## EXCERPTED TEXT
================================

React-pdf: Memory leak - Every time a PDF is generated, the memory used increases and never comes back down.

Created on 16 Sep 2019  路  8Comments  路  Source: diegomura/react-pdf

First, Thank you for the awesome work on this library!

Describe the bug
We notice that rendering PDFs caused a memory leak in our prod environment. We dedicated some work to isulating the issue and it seems to be inside the react-pdf, because it only happens when we call it. There's a chance I could be wrong but I havent been able to find anything else that causes this besides us calling the react-pdf library.
While running react-pdf in a node server,
Every time a PDF is rendered, the memory used by the app increases and never comes back down to what it was before the rendering occurred.

To Reproduce
Steps to reproduce the behavior including code snippet (if applies):

  1. watch the memory used by your application that uses react-pdf.
  2. Notice how the memory used by the app increases when a PDF is rendered. and it never comes back down.

You can notice the difference better once you render over 50 or 75 documents.

HERE is a quick and easy way to reproduce it.

clone this project:
https://github.com/Osuriel/react-pdf-test

the readme.me has all the steps to run it and easily monitor it.

Expected behavior
The memory should eventually go back to normal after a request is made and not increase continually.

Screenshots
before rendering pdfs:
image

after rendering 100 pdfs, and waiting for a while:
image

Desktop (please complete the following information):

  • OS: MacOS, Linux
  • "@react-pdf/renderer": "1.6.4"

All 8 comments

don't know if this has anything to do with it... but when running this on the front-end, every time that i generate a PDF, I get three errors as follows: Error: stream.push() after EOF (this is within the BlobProvider component).

================================

## PROBLEM 1
Answer these from the react-pdf memory leak report:
(a) Which version of "@react-pdf/renderer" is listed?
(b) After rendering how many documents does the report say the difference becomes easier to notice?
(c) Which error appears three times each time a PDF is generated on the front end?
## PROBLEM 2
Translate this sentence from the react-pdf memory leak report into Spanish: "The memory should eventually go back to normal after a request is made and not increase continually."

## RECORDED INFORMATION
================================

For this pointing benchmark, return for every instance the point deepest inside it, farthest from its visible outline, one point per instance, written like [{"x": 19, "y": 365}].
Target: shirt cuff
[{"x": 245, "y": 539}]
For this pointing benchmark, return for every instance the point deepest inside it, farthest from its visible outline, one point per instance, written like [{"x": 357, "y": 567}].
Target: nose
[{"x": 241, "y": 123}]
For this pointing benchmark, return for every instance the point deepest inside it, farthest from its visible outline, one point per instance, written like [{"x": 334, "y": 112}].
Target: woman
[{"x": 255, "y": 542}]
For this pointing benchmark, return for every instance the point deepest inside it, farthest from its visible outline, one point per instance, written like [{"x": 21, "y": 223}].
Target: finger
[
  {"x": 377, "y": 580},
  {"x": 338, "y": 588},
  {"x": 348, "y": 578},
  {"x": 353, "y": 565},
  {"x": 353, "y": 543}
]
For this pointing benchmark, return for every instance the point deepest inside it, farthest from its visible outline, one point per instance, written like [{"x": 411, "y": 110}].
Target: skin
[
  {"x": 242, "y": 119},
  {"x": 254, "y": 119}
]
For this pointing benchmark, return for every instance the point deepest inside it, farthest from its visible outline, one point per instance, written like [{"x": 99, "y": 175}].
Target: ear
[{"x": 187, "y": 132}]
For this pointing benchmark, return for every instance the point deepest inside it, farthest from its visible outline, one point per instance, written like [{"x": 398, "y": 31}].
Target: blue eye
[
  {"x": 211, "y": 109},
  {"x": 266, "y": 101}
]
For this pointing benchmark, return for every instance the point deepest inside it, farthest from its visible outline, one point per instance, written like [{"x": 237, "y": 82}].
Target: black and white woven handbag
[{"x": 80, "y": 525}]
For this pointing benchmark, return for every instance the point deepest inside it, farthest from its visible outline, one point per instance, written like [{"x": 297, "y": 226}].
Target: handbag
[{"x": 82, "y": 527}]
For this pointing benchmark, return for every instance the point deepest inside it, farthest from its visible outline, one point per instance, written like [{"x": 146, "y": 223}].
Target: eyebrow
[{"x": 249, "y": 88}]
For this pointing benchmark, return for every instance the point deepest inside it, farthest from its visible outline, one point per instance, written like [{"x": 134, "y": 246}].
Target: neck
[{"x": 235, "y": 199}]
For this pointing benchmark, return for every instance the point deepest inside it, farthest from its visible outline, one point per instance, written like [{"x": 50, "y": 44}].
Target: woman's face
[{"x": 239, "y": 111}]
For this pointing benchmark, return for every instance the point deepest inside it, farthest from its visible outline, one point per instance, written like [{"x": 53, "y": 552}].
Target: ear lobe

================================

## CORRECT RESULT 1
(a) 1.6.4
(b) Over 50 or 75 documents
(c) "Error: stream.push() after EOF", within the BlobProvider component

## CORRECT RESULT 2
La memoria debería volver finalmente a la normalidad después de que se realice una solicitud y no aumentar continuamente.